▸ EXERCISE INSTRUCTIONS:
[1] For the text below about Mr. Rogers, decide whether each statement agrees with it: (a) today is the 50th anniversary of the first Mr. Rogers' Neighborhood on PBS; (b) Fred Rogers died in 2003; (c) Phillip Maciak holds a position at Louisiana State University. Answer each with yes or no and quote the deciding words from the text.
[2] Summarize the text below about Mr. Rogers in two sentences.
[3] Write the next part of the text below about Mr. Rogers, continuing from its last sentence.

▸ TEXT BLOCK:
************
There’s a mistaken impression that today is the 50th anniversary of the first Mr. Rogers’ Neighborhood on PBS. It’s not. That comes next Feb. 19 (the first version of what would become Mr. Rogers Neighborhood actually was in 1953). But it’s never not a good day to hold on to the goodness of Fred Rogers.
Whenever inhumanity defines a day on the planet, Mr. Rogers makes a reappearance to a new generation, reminding us to “look for the helpers — because if you look for the helpers, then you’ll know there’s hope.”
Today is, again, one of those days.
Hope would be easier if there were still a Mr. Rogers, but he died in 2003 and no one ever took his place in popular culture. Bravado is in now; kindness is — too often — considered a weakness.
Bullies win now.
“Mister Rogers’ neighborhood was, in many ways, a suburb, and, today, it retains the limitations of a typical suburb; it’s mostly white, conservative in its values, blandly Protestant in its sensibility,” Phillip Maciak, assistant professor of English and Film at Louisiana State University, writes on Slate.
************
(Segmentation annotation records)

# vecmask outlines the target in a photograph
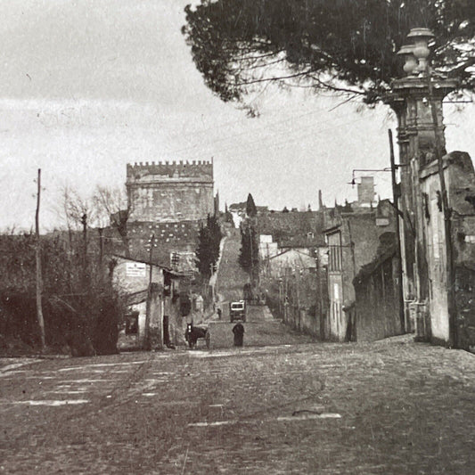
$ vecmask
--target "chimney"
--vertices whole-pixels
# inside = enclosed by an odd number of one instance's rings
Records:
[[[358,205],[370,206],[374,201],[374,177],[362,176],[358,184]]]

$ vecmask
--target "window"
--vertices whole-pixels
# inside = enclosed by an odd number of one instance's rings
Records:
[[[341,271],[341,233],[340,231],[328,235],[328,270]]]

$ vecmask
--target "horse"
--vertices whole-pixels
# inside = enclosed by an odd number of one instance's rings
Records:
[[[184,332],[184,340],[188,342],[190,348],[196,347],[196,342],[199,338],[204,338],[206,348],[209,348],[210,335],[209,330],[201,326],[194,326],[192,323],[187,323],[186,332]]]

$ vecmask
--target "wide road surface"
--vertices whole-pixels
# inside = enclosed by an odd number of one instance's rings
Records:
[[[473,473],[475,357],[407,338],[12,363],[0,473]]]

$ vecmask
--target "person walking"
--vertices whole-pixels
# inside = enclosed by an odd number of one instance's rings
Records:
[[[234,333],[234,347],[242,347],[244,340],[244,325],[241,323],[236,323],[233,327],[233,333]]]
************
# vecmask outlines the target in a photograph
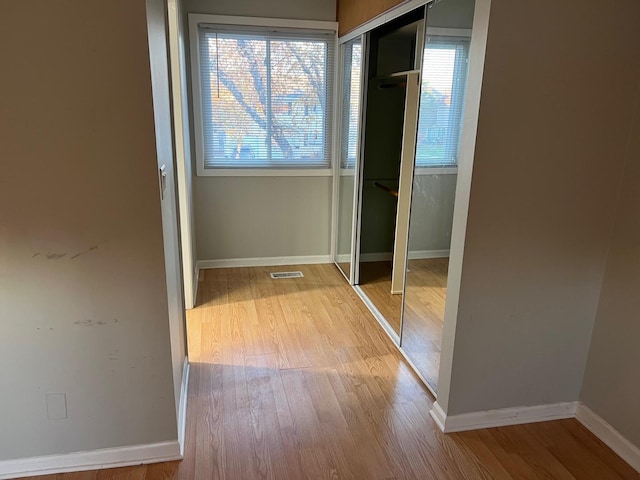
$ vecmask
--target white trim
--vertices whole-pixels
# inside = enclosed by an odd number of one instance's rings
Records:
************
▸ RESPONSES PER TASK:
[1]
(a) No: "It’s not. That comes next Feb. 19"
(b) Yes: "he died in 2003"
(c) Yes: "assistant professor of English and Film at Louisiana State University"

[2] Although today is not the 50th anniversary of the first Mr. Rogers' Neighborhood on PBS, Fred Rogers reappears whenever inhumanity defines a day, reminding people to look for the helpers. Since his death in 2003 no one has taken his place in popular culture, and the text says bravado is now in, kindness is too often seen as weakness, and bullies win.

[3]
But the show’s emotionality was and is radical. The route to good feeling, for Mister Rogers, was empathy; the path to happiness was the control of anger; the climax of every episode was conflict resolution.
It’s easy to mistake this as a nostalgic paean for a bygone era, to read a defense of this show as a modulated call to Make America Great Again. But Mister Rogers’ Neighborhood doesn’t represent another time so much as another way of seeing, another way of entering the world.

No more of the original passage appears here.